╭─ Records

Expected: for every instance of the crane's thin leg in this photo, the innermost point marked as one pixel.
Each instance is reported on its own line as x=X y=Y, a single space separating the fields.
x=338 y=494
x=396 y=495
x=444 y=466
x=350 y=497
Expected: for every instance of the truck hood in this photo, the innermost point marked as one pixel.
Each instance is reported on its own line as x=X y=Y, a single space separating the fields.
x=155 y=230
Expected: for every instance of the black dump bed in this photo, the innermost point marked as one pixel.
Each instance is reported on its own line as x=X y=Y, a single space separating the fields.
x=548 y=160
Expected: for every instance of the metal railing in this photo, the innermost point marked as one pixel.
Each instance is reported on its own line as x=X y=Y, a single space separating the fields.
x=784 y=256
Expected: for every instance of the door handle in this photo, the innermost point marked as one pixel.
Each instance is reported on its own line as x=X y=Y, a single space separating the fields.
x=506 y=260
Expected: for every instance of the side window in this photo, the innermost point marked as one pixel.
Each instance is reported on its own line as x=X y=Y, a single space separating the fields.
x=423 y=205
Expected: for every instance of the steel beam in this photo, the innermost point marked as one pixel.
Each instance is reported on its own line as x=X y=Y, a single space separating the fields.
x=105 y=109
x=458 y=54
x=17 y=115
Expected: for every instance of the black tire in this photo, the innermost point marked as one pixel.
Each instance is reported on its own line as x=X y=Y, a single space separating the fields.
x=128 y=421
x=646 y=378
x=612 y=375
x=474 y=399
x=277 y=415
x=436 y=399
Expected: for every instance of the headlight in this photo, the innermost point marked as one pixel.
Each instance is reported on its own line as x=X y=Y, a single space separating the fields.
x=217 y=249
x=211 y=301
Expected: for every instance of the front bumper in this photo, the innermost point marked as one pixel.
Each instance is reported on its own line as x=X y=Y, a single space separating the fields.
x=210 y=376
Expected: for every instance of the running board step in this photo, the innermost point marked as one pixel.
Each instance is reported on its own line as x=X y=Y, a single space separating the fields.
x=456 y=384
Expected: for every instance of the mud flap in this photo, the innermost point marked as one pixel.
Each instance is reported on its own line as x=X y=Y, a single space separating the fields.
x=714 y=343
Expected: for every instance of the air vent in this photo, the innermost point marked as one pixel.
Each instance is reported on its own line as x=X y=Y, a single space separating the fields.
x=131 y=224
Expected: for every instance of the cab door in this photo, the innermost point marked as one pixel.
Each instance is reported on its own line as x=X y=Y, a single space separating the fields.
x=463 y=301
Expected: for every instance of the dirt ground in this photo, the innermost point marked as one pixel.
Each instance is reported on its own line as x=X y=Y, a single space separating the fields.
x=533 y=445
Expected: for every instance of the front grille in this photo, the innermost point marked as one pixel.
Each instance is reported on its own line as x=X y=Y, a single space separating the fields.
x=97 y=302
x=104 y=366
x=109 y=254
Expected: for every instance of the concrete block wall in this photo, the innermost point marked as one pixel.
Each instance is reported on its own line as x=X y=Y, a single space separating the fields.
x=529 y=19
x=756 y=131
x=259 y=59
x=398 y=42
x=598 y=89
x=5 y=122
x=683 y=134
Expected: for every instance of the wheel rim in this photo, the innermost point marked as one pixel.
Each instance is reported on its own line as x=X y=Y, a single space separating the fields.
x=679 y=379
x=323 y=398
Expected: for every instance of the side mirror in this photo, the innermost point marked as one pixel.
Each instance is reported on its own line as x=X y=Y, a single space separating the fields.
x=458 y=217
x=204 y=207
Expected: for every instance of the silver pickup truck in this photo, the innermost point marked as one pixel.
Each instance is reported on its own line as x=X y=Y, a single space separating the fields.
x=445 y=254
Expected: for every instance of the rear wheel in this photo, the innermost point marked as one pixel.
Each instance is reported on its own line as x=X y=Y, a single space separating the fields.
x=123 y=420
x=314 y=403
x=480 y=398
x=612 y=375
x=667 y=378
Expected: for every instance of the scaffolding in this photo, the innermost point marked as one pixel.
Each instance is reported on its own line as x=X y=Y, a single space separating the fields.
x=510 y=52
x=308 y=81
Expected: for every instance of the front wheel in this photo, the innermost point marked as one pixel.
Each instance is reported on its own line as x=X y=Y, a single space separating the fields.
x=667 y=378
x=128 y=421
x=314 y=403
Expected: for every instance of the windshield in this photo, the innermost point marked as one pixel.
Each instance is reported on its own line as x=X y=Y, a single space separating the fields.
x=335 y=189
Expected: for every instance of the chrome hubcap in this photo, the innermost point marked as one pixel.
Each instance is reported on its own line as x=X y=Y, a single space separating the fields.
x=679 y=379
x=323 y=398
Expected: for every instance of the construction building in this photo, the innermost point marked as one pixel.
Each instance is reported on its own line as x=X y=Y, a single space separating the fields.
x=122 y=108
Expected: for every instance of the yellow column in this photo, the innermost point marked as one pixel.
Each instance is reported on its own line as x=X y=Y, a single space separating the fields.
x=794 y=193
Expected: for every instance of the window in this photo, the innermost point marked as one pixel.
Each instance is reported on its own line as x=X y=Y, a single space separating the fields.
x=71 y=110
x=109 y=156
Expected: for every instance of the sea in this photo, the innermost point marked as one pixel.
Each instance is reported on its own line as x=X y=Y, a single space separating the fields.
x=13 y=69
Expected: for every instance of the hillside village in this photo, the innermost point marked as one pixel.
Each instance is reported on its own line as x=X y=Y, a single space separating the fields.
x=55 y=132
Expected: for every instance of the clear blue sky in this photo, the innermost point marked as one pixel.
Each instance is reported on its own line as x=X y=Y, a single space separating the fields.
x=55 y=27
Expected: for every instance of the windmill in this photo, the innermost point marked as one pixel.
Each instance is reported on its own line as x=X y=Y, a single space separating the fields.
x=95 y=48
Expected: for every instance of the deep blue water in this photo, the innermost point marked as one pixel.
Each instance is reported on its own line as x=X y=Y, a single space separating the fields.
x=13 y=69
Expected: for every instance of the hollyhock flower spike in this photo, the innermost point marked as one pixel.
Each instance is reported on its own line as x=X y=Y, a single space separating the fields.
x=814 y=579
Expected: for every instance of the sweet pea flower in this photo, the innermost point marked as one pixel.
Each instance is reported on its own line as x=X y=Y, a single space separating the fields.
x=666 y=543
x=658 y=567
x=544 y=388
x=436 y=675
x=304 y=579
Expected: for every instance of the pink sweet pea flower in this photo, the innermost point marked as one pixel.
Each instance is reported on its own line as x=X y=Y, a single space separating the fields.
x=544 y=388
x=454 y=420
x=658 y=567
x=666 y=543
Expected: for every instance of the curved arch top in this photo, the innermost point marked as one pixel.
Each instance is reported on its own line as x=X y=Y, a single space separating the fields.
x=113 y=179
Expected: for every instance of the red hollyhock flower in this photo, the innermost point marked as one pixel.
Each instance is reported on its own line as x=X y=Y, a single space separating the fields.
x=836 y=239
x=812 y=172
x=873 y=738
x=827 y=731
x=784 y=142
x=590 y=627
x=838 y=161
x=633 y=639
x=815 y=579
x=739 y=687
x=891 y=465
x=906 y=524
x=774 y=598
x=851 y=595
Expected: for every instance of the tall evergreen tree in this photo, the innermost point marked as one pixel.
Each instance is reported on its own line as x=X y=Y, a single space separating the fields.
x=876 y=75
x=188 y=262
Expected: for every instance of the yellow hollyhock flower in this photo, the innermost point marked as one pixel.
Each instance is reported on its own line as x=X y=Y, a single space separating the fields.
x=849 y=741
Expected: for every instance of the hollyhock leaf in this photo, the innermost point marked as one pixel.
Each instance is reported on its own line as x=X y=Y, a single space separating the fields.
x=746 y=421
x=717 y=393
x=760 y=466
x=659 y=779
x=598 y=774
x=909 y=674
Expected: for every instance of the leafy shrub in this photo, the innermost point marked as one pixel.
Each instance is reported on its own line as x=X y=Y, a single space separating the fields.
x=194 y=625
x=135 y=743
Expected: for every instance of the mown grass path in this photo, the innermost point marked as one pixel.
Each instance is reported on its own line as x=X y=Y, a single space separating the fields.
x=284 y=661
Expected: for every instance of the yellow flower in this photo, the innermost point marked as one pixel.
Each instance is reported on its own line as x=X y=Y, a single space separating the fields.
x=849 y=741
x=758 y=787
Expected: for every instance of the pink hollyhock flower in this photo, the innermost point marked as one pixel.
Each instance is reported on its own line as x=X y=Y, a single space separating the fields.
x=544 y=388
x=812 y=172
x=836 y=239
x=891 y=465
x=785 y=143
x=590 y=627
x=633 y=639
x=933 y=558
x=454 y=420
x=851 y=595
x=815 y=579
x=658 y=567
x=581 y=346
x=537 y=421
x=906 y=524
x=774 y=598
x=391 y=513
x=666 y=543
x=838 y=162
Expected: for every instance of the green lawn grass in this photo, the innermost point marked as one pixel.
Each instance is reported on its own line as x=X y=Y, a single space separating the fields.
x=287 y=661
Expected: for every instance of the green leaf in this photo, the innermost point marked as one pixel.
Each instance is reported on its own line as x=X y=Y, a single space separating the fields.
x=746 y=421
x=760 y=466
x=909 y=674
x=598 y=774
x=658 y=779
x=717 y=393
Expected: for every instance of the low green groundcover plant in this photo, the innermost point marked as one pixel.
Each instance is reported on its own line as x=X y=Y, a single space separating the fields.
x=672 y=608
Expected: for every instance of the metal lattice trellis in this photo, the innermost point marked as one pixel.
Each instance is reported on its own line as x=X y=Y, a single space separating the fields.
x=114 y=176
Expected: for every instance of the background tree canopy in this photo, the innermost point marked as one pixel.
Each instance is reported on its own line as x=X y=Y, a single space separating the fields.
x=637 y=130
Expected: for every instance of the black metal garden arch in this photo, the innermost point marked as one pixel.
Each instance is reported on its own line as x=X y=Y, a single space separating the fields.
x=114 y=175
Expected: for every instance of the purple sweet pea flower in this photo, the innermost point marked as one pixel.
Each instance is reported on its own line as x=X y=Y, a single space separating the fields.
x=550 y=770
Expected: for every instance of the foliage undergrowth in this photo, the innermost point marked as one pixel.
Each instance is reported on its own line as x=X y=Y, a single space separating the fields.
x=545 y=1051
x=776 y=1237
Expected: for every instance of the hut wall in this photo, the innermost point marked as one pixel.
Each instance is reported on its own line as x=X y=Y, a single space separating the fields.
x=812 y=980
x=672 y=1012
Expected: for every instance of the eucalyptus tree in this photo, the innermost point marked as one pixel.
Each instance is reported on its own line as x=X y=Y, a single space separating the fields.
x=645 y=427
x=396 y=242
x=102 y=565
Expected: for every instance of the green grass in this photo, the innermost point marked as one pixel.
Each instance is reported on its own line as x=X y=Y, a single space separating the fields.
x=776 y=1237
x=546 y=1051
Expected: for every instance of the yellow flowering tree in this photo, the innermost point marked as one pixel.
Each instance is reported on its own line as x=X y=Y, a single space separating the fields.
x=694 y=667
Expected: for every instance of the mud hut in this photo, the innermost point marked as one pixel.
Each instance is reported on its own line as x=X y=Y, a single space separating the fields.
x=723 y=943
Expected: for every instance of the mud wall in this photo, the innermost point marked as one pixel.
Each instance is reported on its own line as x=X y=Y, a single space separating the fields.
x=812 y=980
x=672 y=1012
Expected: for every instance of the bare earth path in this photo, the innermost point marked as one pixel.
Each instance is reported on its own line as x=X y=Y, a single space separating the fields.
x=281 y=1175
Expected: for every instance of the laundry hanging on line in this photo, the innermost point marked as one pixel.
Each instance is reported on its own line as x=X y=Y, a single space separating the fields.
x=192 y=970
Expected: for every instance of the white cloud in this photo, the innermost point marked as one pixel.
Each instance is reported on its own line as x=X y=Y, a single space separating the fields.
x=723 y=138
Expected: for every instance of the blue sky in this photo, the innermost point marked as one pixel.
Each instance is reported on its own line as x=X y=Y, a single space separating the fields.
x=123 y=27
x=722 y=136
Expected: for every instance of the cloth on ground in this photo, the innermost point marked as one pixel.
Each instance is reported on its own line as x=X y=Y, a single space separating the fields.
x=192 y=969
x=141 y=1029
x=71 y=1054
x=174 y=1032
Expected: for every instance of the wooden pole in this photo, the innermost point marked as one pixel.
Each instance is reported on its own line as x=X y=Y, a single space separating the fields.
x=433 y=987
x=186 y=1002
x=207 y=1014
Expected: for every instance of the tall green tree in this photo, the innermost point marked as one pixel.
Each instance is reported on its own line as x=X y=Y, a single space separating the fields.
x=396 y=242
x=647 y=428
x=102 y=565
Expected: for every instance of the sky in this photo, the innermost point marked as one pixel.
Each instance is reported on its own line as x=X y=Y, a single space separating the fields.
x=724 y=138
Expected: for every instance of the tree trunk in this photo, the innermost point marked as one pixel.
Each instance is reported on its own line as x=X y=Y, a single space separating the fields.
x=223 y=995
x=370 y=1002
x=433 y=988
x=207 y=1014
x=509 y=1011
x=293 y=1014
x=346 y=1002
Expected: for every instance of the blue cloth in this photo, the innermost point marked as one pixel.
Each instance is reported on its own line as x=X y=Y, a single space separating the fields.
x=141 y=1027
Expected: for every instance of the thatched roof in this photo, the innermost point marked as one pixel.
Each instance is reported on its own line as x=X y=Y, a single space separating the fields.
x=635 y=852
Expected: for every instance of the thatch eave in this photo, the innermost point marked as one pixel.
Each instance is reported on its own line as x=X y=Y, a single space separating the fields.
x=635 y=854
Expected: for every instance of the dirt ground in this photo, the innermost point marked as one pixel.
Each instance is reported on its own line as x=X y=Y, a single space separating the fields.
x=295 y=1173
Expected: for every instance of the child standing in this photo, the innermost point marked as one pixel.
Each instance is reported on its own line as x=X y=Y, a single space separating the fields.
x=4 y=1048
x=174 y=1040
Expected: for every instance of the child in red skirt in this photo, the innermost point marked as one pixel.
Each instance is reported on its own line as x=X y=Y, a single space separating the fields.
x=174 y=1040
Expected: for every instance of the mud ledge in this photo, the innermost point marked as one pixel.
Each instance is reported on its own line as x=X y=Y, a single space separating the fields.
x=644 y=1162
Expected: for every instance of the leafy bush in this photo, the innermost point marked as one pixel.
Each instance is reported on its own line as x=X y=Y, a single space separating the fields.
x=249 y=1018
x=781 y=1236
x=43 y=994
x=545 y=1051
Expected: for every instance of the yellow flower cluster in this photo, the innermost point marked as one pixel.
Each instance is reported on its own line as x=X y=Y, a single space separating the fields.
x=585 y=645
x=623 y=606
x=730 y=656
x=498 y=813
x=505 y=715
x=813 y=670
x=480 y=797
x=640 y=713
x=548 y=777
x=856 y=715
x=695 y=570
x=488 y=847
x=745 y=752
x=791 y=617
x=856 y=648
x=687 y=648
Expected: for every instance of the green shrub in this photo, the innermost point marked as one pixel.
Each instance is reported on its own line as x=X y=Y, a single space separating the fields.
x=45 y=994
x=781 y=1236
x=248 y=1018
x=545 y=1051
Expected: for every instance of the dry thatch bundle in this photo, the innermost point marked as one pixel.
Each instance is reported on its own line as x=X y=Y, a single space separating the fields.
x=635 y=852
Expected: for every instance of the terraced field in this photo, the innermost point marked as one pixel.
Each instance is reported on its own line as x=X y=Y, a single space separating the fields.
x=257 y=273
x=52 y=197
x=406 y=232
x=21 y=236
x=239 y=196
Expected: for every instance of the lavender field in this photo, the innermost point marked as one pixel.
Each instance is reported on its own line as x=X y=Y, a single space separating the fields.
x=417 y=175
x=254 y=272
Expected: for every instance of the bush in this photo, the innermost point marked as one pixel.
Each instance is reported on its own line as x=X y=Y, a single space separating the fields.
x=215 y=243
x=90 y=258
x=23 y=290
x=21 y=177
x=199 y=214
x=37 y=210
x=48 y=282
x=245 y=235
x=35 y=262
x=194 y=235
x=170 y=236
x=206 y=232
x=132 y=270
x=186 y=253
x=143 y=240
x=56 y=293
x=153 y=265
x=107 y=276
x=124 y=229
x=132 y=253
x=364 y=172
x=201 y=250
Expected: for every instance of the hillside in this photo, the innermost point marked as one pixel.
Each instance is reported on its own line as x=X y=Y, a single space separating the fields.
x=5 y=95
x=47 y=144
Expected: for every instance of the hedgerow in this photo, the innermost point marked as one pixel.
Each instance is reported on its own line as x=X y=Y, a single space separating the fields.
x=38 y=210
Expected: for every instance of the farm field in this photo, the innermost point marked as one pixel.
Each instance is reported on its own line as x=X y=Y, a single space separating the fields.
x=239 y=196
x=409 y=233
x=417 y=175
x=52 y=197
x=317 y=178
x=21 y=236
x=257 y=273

╰─

> [Work required] Write out, word for word, every line from the one containing "Expected: for every instance of the green shrub" through the last line of the records above.

> [Expected output]
Expected: for every instance of the green shrub in this photo, the innermost point marked as one pixel.
Each instance is reported on its own line as x=X y=Y, a single space separating the fields.
x=45 y=994
x=781 y=1236
x=248 y=1018
x=545 y=1051
Expected: for every instance of the dry thatch bundle in this photo, the innermost point marked as one pixel.
Each instance is reported on its own line as x=X y=Y, a single space separating the fields.
x=635 y=852
Expected: for every instance of the terraced field in this photo, the innermost point marked as one pixel.
Each instance is reported on its own line as x=X y=Y, a single space separating the fields.
x=257 y=273
x=52 y=197
x=406 y=232
x=21 y=236
x=239 y=196
Expected: for every instance of the lavender field in this photo, the innermost point marked as one pixel.
Each instance is reported on its own line as x=X y=Y, a single space separating the fields.
x=417 y=175
x=254 y=272
Expected: for every instance of the bush in this photo, the innermost point marked as one pixel.
Each instance is reported on its own line as x=X y=Y, a single space separating the fields.
x=215 y=243
x=90 y=258
x=23 y=290
x=21 y=177
x=199 y=214
x=37 y=210
x=48 y=282
x=245 y=235
x=35 y=262
x=194 y=235
x=170 y=236
x=206 y=232
x=132 y=270
x=186 y=253
x=143 y=240
x=56 y=293
x=153 y=265
x=107 y=276
x=124 y=229
x=132 y=253
x=364 y=172
x=201 y=250
Expected: for every instance of the hillside in this photo, the innermost point marked as one pixel.
Each instance is reported on its own line as x=X y=Y, a single space separating the fields.
x=5 y=95
x=47 y=144
Expected: for every instance of the hedgerow in this photo, the innermost point marked as one pixel.
Each instance is reported on its own line as x=X y=Y, a single space separating the fields.
x=38 y=210
Expected: for every instance of the farm field in this photo, the innermost point marked as one pixel.
Each instance is reported on its own line as x=X y=Y, a single space separating the fields.
x=239 y=196
x=409 y=233
x=417 y=175
x=52 y=197
x=317 y=178
x=21 y=236
x=257 y=273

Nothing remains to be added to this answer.